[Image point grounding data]
--

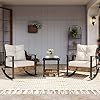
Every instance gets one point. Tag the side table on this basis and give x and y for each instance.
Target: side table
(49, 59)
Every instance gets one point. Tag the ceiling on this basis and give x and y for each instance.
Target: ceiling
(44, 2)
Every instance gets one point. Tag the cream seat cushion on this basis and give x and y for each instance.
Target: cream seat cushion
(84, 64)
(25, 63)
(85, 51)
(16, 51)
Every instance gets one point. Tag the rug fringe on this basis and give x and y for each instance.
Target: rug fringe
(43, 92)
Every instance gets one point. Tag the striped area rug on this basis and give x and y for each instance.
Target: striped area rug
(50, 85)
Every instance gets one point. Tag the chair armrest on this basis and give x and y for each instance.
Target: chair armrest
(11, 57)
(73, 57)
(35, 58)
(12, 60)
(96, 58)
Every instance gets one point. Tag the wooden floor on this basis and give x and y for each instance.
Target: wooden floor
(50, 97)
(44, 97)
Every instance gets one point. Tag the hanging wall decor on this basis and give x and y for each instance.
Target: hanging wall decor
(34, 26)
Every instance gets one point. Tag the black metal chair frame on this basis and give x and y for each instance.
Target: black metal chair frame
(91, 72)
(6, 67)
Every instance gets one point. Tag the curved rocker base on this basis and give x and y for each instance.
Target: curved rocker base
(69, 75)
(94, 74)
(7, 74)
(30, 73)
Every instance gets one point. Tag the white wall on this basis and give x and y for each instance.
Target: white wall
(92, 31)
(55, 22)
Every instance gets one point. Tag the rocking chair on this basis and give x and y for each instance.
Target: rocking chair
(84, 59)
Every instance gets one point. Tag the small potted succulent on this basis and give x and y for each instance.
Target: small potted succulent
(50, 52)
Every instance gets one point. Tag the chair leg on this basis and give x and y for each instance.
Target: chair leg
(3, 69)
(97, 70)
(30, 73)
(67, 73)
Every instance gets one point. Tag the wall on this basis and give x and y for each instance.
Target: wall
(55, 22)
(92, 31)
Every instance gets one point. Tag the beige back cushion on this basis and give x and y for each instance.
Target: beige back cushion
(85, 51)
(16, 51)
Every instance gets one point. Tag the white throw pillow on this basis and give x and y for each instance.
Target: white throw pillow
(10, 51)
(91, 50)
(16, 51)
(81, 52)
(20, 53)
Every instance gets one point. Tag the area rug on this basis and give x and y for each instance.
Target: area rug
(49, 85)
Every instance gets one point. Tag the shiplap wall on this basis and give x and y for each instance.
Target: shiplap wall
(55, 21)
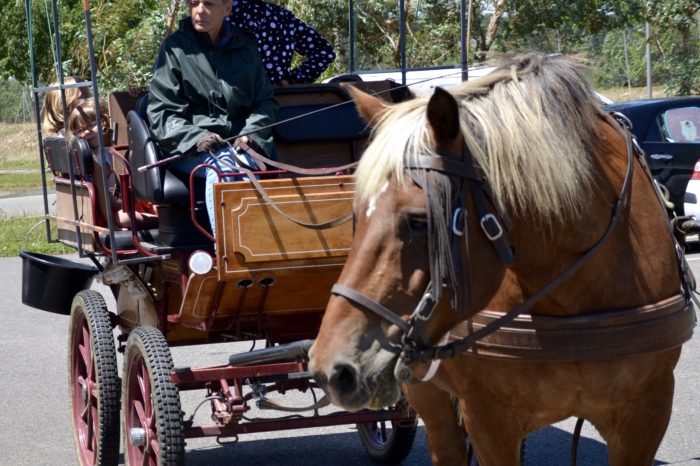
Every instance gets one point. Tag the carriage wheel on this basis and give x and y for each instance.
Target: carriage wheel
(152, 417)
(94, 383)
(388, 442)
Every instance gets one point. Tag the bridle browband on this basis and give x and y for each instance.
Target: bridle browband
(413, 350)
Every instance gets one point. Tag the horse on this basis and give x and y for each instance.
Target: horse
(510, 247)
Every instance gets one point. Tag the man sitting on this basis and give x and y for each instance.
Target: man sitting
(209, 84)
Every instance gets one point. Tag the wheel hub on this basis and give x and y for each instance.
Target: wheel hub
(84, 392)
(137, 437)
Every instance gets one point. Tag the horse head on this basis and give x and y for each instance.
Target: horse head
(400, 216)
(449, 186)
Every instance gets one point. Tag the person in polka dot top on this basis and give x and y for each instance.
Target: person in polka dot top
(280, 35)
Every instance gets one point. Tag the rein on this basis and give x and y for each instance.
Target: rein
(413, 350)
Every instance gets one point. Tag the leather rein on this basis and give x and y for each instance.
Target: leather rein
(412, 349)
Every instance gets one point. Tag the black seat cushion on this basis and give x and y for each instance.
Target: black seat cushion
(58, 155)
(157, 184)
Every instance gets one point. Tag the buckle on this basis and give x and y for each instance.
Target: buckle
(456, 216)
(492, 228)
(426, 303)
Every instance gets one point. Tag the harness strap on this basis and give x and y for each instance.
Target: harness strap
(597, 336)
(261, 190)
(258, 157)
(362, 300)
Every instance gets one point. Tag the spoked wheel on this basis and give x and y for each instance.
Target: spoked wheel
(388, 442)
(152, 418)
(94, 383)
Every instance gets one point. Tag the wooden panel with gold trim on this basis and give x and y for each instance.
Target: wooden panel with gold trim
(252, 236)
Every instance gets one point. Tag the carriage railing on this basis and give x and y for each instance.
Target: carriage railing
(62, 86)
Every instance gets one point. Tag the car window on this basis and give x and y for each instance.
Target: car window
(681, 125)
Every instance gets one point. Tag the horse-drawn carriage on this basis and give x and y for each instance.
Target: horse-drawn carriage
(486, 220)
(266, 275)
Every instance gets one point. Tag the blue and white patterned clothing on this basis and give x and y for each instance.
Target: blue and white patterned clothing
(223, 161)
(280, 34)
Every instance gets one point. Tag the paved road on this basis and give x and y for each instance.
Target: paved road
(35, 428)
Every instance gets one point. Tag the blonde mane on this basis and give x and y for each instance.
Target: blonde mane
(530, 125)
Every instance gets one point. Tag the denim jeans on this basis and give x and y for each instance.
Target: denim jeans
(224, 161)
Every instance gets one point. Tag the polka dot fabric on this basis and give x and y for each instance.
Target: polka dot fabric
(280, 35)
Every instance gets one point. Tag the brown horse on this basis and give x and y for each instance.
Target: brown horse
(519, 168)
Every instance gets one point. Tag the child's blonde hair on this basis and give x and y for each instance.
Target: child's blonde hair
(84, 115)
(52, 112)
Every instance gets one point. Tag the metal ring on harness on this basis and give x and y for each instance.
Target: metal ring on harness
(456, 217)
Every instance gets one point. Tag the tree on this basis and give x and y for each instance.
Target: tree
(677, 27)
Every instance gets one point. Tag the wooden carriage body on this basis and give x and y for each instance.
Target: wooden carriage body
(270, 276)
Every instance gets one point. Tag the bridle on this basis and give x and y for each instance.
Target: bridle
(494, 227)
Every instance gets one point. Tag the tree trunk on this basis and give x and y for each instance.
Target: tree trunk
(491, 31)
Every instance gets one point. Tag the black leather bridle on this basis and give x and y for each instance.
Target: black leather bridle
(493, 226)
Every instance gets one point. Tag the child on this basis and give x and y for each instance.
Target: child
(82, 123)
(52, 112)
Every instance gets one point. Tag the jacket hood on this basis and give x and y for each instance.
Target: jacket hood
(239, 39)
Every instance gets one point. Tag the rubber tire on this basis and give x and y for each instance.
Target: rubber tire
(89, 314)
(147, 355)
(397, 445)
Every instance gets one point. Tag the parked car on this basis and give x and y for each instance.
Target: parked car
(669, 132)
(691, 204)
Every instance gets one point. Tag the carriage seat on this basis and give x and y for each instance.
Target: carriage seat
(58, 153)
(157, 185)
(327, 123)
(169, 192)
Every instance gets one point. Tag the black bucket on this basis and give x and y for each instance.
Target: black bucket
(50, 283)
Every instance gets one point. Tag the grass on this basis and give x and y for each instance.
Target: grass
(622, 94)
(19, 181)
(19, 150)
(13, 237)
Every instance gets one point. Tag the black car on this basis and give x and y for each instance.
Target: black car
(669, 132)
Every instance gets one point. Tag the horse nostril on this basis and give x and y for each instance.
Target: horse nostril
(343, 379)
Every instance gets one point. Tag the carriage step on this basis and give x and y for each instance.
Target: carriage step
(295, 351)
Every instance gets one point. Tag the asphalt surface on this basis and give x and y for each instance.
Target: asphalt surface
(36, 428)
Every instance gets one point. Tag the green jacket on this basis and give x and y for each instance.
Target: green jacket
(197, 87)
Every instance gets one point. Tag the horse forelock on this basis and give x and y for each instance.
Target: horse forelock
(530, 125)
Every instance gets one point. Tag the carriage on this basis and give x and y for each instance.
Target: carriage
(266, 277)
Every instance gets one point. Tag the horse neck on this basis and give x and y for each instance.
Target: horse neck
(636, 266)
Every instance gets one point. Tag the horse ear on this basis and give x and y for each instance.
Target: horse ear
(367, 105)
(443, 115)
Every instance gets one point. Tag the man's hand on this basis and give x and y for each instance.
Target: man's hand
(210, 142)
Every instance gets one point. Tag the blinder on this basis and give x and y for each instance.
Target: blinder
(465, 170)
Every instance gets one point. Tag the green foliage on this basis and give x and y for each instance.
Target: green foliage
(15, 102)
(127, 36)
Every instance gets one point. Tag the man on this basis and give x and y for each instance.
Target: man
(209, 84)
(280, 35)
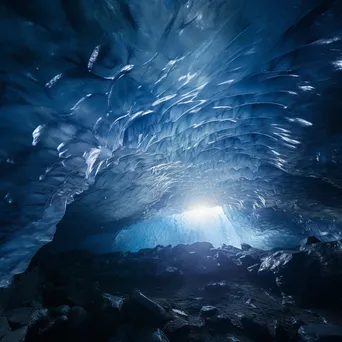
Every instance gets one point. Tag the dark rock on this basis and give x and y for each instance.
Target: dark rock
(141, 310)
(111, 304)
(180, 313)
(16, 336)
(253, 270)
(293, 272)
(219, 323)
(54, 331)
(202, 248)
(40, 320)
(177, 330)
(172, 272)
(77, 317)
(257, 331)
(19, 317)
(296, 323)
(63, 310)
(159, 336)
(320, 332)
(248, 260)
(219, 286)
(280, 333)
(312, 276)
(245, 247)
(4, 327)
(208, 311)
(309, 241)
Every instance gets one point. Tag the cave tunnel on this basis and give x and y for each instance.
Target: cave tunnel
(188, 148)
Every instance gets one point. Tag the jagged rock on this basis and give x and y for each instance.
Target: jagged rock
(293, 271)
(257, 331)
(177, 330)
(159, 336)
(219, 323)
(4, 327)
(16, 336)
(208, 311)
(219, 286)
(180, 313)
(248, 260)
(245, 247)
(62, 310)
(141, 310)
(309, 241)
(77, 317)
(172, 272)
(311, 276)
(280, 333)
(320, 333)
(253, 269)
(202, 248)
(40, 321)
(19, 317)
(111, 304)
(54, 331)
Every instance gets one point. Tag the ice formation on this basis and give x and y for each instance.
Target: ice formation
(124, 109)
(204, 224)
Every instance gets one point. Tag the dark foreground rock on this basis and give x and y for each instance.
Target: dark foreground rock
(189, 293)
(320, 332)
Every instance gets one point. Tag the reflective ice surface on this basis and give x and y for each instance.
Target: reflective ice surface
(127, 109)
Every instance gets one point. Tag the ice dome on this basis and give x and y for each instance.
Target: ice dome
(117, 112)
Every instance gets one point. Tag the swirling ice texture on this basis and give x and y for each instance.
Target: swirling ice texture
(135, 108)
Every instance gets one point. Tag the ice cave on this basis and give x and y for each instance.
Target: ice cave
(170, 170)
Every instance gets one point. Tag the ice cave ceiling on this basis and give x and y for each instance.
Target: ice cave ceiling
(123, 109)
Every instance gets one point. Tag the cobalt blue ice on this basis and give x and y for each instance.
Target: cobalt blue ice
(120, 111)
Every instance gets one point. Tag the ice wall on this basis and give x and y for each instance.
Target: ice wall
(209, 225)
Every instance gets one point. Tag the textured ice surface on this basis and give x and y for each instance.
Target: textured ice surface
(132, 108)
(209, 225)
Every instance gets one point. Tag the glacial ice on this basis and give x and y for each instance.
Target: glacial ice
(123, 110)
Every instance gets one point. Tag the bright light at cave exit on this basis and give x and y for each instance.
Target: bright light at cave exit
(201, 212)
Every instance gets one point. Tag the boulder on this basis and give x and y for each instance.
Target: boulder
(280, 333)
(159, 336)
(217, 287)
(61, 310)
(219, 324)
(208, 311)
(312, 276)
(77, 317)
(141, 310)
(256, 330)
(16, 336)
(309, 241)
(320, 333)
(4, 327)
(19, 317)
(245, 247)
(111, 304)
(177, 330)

--

All that belongs in your answer is the stretch of entries above from the line with "Target: cave tunnel" through the line with "Every instance gets one point. Tag the jagged", printed exactly.

Target: cave tunnel
(188, 148)
Every instance gets one point. Tag the jagged rock on this basis and give x and y for each instance.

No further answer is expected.